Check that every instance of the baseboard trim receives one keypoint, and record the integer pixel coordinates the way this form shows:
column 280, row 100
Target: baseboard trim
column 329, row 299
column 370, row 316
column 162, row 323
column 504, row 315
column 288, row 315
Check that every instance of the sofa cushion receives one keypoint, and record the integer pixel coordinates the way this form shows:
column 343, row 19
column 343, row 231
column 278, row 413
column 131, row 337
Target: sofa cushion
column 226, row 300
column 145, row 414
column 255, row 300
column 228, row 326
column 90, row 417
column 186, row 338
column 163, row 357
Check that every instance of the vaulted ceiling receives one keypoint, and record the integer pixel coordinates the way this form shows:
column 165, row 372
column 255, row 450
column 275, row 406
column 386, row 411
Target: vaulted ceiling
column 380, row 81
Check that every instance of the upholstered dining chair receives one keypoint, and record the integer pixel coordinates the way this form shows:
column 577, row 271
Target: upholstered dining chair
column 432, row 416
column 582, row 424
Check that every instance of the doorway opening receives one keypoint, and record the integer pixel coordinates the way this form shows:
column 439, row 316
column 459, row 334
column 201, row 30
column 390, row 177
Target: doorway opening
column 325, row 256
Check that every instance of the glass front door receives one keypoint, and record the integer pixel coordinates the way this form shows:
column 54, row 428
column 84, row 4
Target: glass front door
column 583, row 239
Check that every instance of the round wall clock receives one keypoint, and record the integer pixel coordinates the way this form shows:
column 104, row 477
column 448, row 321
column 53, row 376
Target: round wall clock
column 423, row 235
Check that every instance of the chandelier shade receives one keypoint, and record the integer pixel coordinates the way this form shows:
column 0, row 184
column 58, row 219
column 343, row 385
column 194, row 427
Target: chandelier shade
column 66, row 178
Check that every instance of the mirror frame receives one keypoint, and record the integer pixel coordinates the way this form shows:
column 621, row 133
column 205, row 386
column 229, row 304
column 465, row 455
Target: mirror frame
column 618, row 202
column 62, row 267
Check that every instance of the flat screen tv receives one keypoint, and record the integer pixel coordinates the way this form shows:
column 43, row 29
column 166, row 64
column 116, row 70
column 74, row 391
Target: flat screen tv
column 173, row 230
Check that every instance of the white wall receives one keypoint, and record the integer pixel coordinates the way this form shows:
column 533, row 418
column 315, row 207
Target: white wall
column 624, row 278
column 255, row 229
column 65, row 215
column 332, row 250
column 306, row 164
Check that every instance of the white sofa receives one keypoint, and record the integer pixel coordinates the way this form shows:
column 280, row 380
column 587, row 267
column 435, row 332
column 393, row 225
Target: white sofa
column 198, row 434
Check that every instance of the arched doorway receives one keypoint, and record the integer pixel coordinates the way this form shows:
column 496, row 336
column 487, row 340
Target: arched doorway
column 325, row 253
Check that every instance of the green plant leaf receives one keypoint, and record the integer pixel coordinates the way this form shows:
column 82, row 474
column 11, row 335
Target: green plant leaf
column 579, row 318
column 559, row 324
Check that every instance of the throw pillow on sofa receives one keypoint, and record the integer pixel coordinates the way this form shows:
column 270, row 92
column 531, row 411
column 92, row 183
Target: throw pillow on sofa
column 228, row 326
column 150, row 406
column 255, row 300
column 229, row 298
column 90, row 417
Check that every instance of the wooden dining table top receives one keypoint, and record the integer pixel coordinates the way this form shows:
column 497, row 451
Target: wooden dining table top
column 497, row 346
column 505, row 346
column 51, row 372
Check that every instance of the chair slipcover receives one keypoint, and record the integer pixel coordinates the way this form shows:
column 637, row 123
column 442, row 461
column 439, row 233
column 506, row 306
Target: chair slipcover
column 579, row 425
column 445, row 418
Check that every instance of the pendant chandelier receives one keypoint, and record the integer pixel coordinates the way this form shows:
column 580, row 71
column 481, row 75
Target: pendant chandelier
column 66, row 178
^^^^^^^^^^^^^^^^
WHAT YOU HAVE TO DO: Write the listing out again, exactly as shown above.

COMPLETE OUTPUT:
Check that every instance of the baseboard trim receives one keypoint, and record the integer pixel coordinates the way this form shows:
column 280, row 100
Target: baseboard trim
column 329, row 299
column 370, row 316
column 162, row 323
column 504, row 315
column 288, row 315
Check that every instance of the sofa cushion receives one keypoint, and record the integer pixel coordinates the way this form shows:
column 343, row 19
column 343, row 231
column 278, row 413
column 131, row 337
Target: sofa cushion
column 226, row 300
column 145, row 414
column 255, row 300
column 228, row 326
column 90, row 417
column 186, row 338
column 163, row 357
Check that every instance of the vaulted ceiling receives one keypoint, and record the integer pixel coordinates the way this form shows:
column 165, row 372
column 255, row 450
column 275, row 406
column 386, row 411
Target: vaulted ceiling
column 380, row 81
Check that every instance of the upholstered dining chair receives one keypoint, and record the integer pixel coordinates the way this form shows:
column 577, row 271
Target: upholstered dining chair
column 432, row 416
column 582, row 424
Check that every instance of the doorway opening receives one keypoint, and record the integer pixel coordinates the way this form shows:
column 439, row 316
column 459, row 334
column 201, row 30
column 390, row 177
Target: doorway opening
column 325, row 256
Check that every instance of the glass front door receives one keypoint, and record the integer pixel coordinates the way this form shows:
column 54, row 428
column 84, row 4
Target: glass front door
column 583, row 239
Check that every instance of the round wall clock receives one keypoint, and record the integer pixel coordinates the way this form shows:
column 104, row 477
column 448, row 321
column 53, row 376
Target: round wall clock
column 423, row 235
Check that every instance of the chandelier shade receives one keypoint, and record the integer pixel coordinates the way this form shows:
column 0, row 184
column 58, row 219
column 343, row 385
column 194, row 427
Target: chandelier shade
column 66, row 178
Check that every instance of the mirror frame receives one keypoint, and record the integer pixel coordinates the way this form shows:
column 621, row 133
column 205, row 386
column 229, row 304
column 465, row 455
Target: mirror frame
column 618, row 202
column 62, row 267
Check that every instance of the flat screen tv receives one keypoint, and record the integer pixel coordinates the way this form shows:
column 43, row 29
column 166, row 64
column 116, row 70
column 74, row 391
Target: flat screen tv
column 173, row 230
Check that every instance of the white wall receives one keypoint, and record the integer pixel coordinates the way this form shows:
column 533, row 418
column 315, row 207
Target: white wall
column 624, row 278
column 255, row 229
column 65, row 215
column 332, row 250
column 306, row 164
Check that every instance of the white sofa receives one keypoint, and record the integer pixel coordinates the way this form shows:
column 280, row 380
column 587, row 267
column 435, row 332
column 393, row 225
Target: white sofa
column 198, row 434
Check that every instance of the arched doorway receives one keypoint, and record the integer pixel coordinates the way this form shows:
column 496, row 336
column 487, row 340
Target: arched doorway
column 325, row 253
Check that every instance of the green plant leaf receives one keypoint, and record the integer pixel coordinates the way this form shows:
column 82, row 474
column 11, row 335
Target: green plant leaf
column 579, row 318
column 559, row 324
Check that every instance of the throw pillow on sofa receives one keypoint, and record the integer pixel coordinates the way this form shows:
column 270, row 92
column 531, row 411
column 92, row 183
Target: throw pillow on sofa
column 228, row 326
column 150, row 406
column 255, row 300
column 229, row 298
column 90, row 417
Check that every instance of the wooden dining table top receives one keypoint, and record the integer pixel coordinates the way this form shows:
column 497, row 451
Target: wooden dining table top
column 497, row 346
column 505, row 346
column 51, row 372
Check that every instance of the chair slipcover receives one keypoint, and record the integer pixel coordinates the way this form shows:
column 637, row 123
column 442, row 461
column 439, row 233
column 506, row 306
Target: chair slipcover
column 579, row 425
column 445, row 418
Check that every instance of the pendant chandelier receives one keypoint, and record the integer pixel coordinates the way this form shows:
column 580, row 71
column 481, row 75
Target: pendant chandelier
column 66, row 178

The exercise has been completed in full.